The last method tested in this study, is actually a combination of the two first control methods. Based on the analysis made in (Ekanayake et al., 2003) and referred in section 2.2 for DFIG wind turbines, the sum of Droop and Inertia control should manage to counteract the opposite torques acting on the generator rotor during frequency phenomena. The Combined control scheme is given in Figure 31.

As a first approach, this last method of Combined Control seems to be optimum for the DFIG wind turbines. In most of the publications available, Droop Controller and Inertia controller have been treated independently. Discussion on the results from each control method proposed here is made in section 4.2.

Figure 31.

Combined controller for DFIG wind turbine

4.2. Results

In this section, results from the Rhodes power system are presented. The frequency control capability of DFIG wind turbines is investigated for the load scenarios defined above. The standard event often used to check the dynamic security of power systems, thus the loss of the largest conventional generator, is simulated and the frequency response of the system under the different frequency control methods is illustrated. The emphasis on these results is given on the first seconds of the primary control operation of the system and the load shedding following the event is computed, based on the action of the under-frequency protection relay settings.

In SCENb, the wind farms online produce close or equal to their rated capacity. The total wind power production is 45.21 MW which stands for 27% of the total demand. The wind speeds in both wind farms equipped with auxiliary frequency control capability the wind is considered constant during the event studied, close to 11.5 m/s. The largest conventional unit produces 20.1 MW when ordered to trip, leading to loss of 11% of the total production. Figure 32 shows the response of three wind farms during this fault, when no auxiliary control is activated in the wind turbines. The wind farm with ASIG wind turbines increases its active power output during the first seconds following the frequency drop, contributing to the system inertia. On the other hand, the wind farm with DFIG wind turbines has almost negligible power contribution, while the PMSG wind farm does not change its active power output during the frequency drop. These results confirm the analysis made in Section III regarding the natural response of each wind turbine type. The change in active power output for each wind farm in Figure 32 is given in p.u. of the rated capacity of each wind farm.

▸ **Given exercise 1**:
Answer these questions from the passage on wind turbine frequency control:
(a) Which two control methods are summed in the Combined control?
(b) In SCENb, what is the total wind power production, and what share of total demand does it represent?
(c) How much does the largest conventional unit produce when ordered to trip?
▸ **Given exercise 2**:
Please transcribe the passage on wind turbine frequency control between "The last method" and "in section 4.2.", inclusive.
▸ **Given exercise 3**:
Write the next part of the passage on wind turbine frequency control, picking up after its final sentence.

▸ **Data entries**:
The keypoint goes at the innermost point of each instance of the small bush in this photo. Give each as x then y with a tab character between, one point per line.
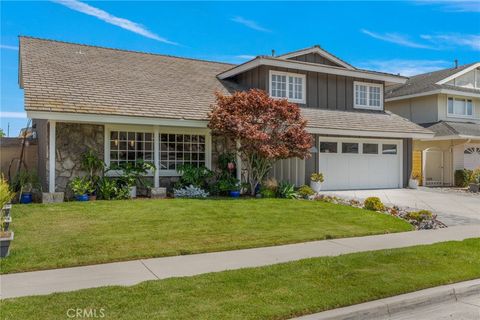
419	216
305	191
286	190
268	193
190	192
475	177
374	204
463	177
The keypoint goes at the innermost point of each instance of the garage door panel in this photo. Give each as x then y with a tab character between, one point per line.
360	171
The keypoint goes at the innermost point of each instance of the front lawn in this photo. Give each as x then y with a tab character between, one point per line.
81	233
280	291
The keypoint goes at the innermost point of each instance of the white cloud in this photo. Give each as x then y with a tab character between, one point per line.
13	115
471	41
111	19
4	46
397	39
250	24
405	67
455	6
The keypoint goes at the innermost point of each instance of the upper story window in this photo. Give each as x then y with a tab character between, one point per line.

* * *

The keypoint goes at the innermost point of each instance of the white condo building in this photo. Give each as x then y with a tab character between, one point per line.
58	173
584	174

--

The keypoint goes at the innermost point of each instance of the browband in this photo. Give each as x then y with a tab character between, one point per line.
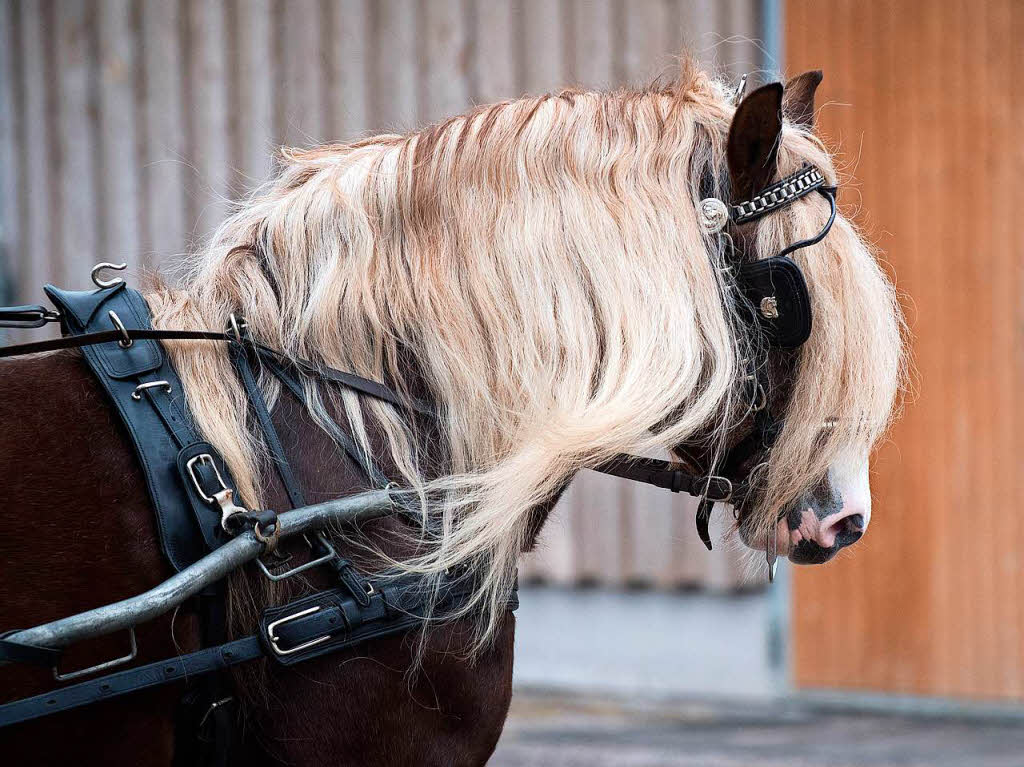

▸ **Exercise output 1**:
(a) Droop control and Inertia control.
(b) 45.21 MW, which is 27% of the total demand.
(c) 20.1 MW.

▸ **Exercise output 2**:
The last method tested in this study, is actually a combination of the two first control methods. Based on the analysis made in (Ekanayake et al., 2003) and referred in section 2.2 for DFIG wind turbines, the sum of Droop and Inertia control should manage to counteract the opposite torques acting on the generator rotor during frequency phenomena. The Combined control scheme is given in Figure 31.

As a first approach, this last method of Combined Control seems to be optimum for the DFIG wind turbines. In most of the publications available, Droop Controller and Inertia controller have been treated independently. Discussion on the results from each control method proposed here is made in section 4.2.

▸ **Exercise output 3**:
Figure 33 shows the frequency response for all different control methods for frequency control in the wind farms with DFIG wind turbines described in Section IV. In SCENb, these two wind farms produce in total 15 MW – 9% of the total demand. In the same figure, the results for Droop control implemented in the wind farm level or the wind turbine level are included.

Figure 32.

Change in power in different wind turbine configurations during frequency drop - SCENb

Figure 33.

System frequency for largest unit loss when frequency control is applied by DFIGs – (a) No auxiliary control, (b) Droop control on WF level, (c) Droop control on WT level, (d) Combined control, (e) Inertia control - SCENb

When no aux control (case (a)) is used in the DFIG wind farms, the frequency reaches its minimum (see also Table 2 below) with the highest initial rate of change of frequency. In this scenario, even in the case with no auxiliary control provided from wind farms there is no load shedding as the system inertia is high enough to ensure moderate frequency drops. The Droop control implemented in the wind farm control level (case (b)) does not manage to improve the maximum rate of change of frequency, although the minimum frequency is higher compared to the case (a). The best case, in terms of minimum frequency, is as expected case (c), where Droop control is implemented in the wind turbine control level. On the other hand, the Inertia control (case (e)) achieves the slowest rate of change of frequency although the frequency minimum is the lowest among the different frequency control methods proposed here. The optimum performance seems to be achieved through the Combined control scheme (d) where both minimum frequency and maximum rate of change of frequency are improved. This last control method seems to combine the pos from the Droop and Inertia control schemes. The droop control implemented in the wind turbine control level (case (c)) has slightly higher minimum frequency but the difference is negligible (0.01 Hz).

Figure 34 shows frequency drop during the first 2 seconds after the loss of the conventional unit to clarify the effect of each control method on the initial rate of change of frequency.

Figure 34.

System frequency for largest unit loss when frequency control is applied by DFIGs – Zoom in the first seconds after the event (a) No auxiliary control, (b) Droop control on WF level, (c) Droop control on WT level, (d) Combined control, (e) Inertia control - SCENb

The results for this scenario are summarized in Table 3, where the minimum frequency, the maximum rate of change of frequency and the load shedding are computed for all the cases demonstrated above.

Frequency Control
Scheme
Minimum Frequency (Hz)Maximum Rate of change of frequency (Hz/sec)Load Shedding (MW)
(a)No auxiliary control49.29-0.480
(b)Droop control on WF level49.49-0.480
(c)Droop control on WT level49.41-0.480
(d)Combined control49.49-0.360
(e)Inertia control49.32-0.360

Table 3.

Results for SCENb– loss of largest infeed

The contribution of the wind farms during the frequency drop is obvious from the results presented above. From the wind turbine side now, the results for the rotor speed and the active power output of wind farm A1 (see Table 2) equipped with DFIG wind turbines are illustrated here for all the cases of frequency control.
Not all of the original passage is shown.